Text section »
= = = = =
Part I, Item 2.  Management's Discussion and Analysis of Financial Condition
                 and Results of Operations

Liquidity and Capital Resources
At September 30, 1996, the Partnership had cash and cash equivalents of
$1,453,754, compared to $653,171 at December 31, 1995.  This increase is
primarily attributable to additional funds which were retained by the
Partnership to pay its remaining liabilities and additional expenses through
the liquidation of the Partnership.  At September 30, 1996, the balances of the
Partnership's real estate held for sale and rent receivable and other assets
accounts were $0 and $9,000, respectively, compared to $5,617,793 and $232,047,
respectively, at December 31, 1995. These amounts decreased as a result of the
Sale.

The Partnership agreed, subject to the satisfaction of certain conditions, to
sell the Partnership's remaining 29 Properties to the Buyer, pursuant to the
Purchase Agreement.  Pursuant to the terms of the Purchase Agreement, the Buyer
agreed to acquire the Properties for a Purchase Price of $17,325,000 in cash,
subject to adjustments and prorations for base and percentage rents as well as
certain other charges payable in respect of the Properties and adjustments in
respect of certain closing costs. On May 10, 1996, the Sale was completed.  On
July 31, 1996, the Partnership paid a cash distribution to the Unitholders in
the amount of $1,084.48 per Unit, of which $1,069.17 represented net proceeds
from the Sale and $15.31 represented cash flow from operations for the second
quarter of 1996.  After establishing sufficient reserves to pay the
Partnership's remaining general and administrative expenses and other
liabilities, the General Partner currently anticipates that the Partnership
should have additional cash available to fund a final liquidating distribution
to Unitholders.  The General Partner intends to pay to Unitholders this final
distribution, in the amount of approximately $20 per Unit, in the fourth
quarter of 1996.  The General Partner is currently in the process of winding-up
the affairs of the Partnership which is expected to be dissolved by the end of
1996.
= = = = =
Extracted data »

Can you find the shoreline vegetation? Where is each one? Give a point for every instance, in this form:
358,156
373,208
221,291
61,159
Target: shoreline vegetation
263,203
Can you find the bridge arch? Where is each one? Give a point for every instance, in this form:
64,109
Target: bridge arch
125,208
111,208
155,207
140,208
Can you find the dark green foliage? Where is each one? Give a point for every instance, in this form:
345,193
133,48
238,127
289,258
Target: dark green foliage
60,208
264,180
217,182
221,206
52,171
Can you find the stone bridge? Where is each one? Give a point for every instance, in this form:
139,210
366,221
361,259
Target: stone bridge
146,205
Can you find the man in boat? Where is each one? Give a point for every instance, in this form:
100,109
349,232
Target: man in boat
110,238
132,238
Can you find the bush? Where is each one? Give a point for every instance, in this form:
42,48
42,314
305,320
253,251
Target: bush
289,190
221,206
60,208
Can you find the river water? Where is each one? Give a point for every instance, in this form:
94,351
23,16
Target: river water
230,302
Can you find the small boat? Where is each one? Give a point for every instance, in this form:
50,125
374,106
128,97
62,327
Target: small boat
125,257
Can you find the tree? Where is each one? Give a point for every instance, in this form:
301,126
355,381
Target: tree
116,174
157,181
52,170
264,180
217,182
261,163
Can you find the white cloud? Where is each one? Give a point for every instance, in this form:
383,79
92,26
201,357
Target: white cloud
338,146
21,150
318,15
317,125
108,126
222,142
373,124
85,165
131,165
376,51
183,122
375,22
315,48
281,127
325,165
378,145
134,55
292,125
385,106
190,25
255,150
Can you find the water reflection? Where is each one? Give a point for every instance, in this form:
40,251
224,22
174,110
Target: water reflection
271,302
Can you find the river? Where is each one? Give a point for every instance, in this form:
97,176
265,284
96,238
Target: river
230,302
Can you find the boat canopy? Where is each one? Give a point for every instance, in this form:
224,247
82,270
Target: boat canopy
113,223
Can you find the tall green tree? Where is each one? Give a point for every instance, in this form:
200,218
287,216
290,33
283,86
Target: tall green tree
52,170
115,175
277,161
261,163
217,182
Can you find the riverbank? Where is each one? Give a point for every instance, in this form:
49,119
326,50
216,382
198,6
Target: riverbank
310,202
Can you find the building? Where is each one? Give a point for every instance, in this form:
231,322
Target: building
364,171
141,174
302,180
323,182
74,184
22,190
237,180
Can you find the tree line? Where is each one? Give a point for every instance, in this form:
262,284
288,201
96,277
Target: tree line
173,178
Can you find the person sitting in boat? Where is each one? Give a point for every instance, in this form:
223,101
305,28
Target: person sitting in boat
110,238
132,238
= = = = =
Required tasks »
**a)** Answer from the partnership report above:
(i) What cash and cash equivalents did the Partnership hold at September 30, 1996?
(ii) What Purchase Price did the Buyer agree to pay for the Properties?
(iii) How much of the $1,084.48 per Unit distribution represented net proceeds from the Sale?
**b)** Extract every line of the records that contains the word "tree".

Problem solutions »
**a)**
(i) $1,453,754
(ii) $17,325,000 in cash
(iii) $1,069.17

**b)**
Can you find the tree? Where is each one? Give a point for every instance, in this form:
Target: tree
Can you find the tall green tree? Where is each one? Give a point for every instance, in this form:
Target: tall green tree
Can you find the tree line? Where is each one? Give a point for every instance, in this form:
Target: tree line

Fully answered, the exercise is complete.